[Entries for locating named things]
# # # #

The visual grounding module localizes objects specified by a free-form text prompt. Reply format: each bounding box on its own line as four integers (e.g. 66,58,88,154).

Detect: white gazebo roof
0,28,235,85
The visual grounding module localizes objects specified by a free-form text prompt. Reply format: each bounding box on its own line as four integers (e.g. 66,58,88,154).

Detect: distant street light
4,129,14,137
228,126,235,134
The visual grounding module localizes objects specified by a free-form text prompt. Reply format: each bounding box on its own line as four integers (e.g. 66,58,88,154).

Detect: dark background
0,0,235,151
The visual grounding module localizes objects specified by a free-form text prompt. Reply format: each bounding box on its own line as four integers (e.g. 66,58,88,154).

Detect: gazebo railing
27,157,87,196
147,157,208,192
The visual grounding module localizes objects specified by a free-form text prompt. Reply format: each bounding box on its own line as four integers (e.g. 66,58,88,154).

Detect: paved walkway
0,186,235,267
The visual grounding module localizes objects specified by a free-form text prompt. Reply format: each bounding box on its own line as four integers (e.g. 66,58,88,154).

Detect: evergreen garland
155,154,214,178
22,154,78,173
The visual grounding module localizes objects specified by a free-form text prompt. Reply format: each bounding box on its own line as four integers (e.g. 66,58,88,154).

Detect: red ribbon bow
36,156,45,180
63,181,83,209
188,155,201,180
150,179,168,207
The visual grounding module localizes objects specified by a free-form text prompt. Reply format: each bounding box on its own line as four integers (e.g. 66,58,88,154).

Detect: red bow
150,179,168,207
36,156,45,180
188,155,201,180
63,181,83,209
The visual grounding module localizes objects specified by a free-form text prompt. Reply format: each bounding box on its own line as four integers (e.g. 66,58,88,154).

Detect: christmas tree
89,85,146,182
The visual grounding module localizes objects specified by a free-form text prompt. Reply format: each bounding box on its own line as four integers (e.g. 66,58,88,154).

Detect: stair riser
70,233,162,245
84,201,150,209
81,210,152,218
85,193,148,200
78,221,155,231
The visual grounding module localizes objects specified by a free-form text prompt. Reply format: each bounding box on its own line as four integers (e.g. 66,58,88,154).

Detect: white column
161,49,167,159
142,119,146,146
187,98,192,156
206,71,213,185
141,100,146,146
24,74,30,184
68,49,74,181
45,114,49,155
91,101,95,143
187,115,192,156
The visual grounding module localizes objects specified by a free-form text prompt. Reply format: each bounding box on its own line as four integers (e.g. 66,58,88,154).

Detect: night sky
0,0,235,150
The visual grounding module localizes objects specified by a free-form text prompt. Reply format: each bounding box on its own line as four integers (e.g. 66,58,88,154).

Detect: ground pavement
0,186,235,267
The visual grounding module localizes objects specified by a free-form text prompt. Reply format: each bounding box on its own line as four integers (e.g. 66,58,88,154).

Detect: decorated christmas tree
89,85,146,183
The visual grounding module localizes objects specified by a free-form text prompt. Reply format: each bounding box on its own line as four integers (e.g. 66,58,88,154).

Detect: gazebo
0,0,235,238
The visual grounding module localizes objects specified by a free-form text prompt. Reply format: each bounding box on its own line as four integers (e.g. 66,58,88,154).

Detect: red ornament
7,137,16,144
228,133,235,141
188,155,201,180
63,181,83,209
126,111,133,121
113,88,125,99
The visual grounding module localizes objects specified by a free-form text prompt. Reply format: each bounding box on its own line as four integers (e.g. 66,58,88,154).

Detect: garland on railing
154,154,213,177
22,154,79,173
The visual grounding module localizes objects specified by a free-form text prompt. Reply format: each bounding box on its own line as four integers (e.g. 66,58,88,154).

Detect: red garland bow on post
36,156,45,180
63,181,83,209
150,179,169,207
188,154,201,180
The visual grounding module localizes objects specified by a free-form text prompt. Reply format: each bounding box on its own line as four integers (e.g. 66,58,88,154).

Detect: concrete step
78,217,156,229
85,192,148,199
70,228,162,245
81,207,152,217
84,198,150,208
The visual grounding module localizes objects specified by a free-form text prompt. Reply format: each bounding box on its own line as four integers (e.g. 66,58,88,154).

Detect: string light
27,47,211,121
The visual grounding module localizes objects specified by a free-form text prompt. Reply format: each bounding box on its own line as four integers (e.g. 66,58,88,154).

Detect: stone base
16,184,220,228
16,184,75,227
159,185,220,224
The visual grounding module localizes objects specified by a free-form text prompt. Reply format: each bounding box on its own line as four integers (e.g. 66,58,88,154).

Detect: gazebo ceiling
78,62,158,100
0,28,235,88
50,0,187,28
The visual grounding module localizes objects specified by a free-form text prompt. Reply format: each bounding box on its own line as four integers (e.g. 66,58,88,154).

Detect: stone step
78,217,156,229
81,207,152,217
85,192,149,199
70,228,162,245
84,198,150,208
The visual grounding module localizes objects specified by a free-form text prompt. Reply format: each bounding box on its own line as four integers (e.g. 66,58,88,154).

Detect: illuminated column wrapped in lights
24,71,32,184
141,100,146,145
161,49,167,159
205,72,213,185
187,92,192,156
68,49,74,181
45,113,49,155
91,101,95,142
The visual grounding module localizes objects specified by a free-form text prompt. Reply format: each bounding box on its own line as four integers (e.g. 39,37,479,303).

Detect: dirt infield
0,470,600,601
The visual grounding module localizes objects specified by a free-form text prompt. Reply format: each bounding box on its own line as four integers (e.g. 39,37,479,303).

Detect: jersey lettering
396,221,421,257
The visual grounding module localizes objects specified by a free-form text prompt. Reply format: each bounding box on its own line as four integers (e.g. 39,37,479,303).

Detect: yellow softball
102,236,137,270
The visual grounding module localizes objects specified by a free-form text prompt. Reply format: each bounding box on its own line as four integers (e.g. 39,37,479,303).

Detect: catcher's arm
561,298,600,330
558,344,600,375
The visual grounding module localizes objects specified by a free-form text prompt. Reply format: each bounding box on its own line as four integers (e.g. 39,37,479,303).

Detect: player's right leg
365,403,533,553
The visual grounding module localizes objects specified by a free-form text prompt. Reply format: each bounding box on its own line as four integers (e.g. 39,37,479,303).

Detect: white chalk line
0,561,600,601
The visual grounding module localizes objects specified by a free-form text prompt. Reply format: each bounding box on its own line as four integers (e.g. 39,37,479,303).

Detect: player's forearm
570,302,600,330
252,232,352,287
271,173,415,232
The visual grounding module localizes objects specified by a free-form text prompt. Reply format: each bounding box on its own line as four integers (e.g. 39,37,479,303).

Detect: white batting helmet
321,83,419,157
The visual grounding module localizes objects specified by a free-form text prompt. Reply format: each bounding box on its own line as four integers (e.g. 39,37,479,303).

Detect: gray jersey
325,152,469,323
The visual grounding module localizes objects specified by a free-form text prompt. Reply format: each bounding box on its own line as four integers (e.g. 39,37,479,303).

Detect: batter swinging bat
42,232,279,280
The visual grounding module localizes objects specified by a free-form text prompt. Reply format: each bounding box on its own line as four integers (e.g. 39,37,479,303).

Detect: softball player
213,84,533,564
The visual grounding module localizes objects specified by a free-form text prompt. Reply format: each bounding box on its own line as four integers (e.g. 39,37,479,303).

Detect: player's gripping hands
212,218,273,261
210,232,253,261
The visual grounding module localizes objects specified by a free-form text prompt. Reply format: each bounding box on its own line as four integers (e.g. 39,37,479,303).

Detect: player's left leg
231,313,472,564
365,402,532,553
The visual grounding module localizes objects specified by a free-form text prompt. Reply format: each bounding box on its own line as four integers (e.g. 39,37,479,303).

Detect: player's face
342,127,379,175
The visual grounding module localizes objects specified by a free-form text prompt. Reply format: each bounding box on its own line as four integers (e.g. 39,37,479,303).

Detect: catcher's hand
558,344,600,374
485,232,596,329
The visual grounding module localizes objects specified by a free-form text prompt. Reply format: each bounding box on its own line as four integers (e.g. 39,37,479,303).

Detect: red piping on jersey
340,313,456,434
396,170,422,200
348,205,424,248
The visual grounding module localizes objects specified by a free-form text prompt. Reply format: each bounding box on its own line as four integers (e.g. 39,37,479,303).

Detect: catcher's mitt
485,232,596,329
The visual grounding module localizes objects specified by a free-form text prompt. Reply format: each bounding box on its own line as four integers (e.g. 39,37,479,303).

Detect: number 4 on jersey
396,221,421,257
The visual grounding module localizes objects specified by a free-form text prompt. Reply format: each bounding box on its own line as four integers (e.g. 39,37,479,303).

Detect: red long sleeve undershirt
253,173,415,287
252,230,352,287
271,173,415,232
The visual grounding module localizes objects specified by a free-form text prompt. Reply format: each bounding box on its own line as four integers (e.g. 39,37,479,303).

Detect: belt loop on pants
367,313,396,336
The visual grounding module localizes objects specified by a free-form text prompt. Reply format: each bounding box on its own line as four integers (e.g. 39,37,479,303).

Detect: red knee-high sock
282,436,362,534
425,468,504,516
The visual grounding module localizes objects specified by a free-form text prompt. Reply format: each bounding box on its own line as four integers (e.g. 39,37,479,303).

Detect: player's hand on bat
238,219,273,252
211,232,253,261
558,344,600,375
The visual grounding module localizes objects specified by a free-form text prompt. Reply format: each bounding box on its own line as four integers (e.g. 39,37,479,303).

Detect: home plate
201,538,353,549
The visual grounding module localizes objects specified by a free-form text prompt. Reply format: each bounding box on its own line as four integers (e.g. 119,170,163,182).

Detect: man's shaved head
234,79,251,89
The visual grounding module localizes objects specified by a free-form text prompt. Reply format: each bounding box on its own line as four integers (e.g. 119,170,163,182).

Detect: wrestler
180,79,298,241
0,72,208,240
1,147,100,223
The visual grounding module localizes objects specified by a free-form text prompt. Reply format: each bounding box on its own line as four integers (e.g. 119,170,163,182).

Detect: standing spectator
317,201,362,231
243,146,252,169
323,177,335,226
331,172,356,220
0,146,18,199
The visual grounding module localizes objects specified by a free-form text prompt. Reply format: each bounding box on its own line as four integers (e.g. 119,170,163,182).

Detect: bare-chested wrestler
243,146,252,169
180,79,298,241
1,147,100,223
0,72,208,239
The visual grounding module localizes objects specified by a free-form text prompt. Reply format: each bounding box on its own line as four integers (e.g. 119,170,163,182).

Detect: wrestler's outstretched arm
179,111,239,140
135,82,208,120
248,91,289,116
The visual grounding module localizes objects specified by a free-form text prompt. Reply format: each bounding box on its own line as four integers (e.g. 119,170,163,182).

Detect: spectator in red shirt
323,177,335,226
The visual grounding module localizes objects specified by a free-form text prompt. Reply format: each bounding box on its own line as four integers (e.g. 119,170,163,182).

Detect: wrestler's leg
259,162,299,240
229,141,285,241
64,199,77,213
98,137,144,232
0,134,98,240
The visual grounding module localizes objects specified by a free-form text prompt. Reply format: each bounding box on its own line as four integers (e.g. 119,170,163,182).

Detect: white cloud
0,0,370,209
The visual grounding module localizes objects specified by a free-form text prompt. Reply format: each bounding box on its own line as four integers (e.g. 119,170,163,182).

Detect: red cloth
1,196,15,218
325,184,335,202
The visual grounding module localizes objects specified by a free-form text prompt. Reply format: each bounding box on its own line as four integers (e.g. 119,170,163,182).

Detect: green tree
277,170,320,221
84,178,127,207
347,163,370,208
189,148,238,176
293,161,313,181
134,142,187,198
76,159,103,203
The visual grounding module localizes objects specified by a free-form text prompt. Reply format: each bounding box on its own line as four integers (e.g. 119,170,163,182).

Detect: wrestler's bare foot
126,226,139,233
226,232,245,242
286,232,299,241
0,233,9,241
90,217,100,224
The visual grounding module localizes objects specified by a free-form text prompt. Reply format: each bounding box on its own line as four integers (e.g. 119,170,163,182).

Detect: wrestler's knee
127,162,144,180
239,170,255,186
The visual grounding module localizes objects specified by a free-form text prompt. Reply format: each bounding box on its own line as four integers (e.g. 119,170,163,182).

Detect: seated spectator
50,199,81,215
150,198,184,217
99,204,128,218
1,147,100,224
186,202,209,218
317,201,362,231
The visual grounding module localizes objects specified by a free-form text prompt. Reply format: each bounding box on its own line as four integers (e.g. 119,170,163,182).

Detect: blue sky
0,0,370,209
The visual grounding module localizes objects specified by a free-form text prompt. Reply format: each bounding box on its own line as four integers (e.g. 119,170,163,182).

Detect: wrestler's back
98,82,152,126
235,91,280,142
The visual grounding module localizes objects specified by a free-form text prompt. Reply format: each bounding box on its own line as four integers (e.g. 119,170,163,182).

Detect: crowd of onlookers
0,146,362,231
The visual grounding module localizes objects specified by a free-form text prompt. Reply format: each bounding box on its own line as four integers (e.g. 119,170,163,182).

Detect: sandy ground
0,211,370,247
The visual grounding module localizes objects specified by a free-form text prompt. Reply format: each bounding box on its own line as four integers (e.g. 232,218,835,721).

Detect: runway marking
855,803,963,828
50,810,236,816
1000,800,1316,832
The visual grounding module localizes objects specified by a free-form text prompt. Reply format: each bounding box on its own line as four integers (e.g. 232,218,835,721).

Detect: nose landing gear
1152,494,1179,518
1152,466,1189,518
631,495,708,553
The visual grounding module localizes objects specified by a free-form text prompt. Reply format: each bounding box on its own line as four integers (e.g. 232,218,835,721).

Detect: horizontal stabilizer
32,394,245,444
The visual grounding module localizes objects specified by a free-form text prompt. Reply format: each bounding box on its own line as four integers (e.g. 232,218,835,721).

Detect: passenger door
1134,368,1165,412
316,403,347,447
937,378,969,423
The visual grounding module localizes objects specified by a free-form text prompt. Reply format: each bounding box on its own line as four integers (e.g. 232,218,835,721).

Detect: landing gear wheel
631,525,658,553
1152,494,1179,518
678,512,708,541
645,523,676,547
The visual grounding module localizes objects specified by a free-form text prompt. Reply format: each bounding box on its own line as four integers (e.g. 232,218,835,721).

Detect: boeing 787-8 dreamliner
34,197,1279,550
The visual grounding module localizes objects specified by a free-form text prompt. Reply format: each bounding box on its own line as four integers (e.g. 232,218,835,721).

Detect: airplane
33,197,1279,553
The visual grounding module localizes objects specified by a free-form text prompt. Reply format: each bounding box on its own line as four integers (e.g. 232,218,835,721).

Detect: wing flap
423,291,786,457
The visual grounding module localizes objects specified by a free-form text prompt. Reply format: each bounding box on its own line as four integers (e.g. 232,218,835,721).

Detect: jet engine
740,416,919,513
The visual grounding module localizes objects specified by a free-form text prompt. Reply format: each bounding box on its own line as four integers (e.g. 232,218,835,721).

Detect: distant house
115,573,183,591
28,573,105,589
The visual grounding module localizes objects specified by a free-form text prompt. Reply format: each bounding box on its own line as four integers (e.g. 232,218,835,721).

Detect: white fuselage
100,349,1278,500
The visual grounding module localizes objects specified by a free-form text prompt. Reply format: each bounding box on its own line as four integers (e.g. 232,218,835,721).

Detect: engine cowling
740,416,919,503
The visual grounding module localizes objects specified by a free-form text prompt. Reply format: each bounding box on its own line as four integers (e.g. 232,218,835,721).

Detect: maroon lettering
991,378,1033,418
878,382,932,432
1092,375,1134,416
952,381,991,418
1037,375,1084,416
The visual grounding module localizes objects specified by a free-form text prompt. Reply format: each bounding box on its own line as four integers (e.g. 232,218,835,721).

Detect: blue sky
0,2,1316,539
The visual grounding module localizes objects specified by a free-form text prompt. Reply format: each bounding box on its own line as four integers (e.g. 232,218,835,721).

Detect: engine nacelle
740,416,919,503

# # # #

__THE TASK__
Tally the lines of the records above that contain the word "gazebo". Give only the number.

__CORRECT RESPONSE__
4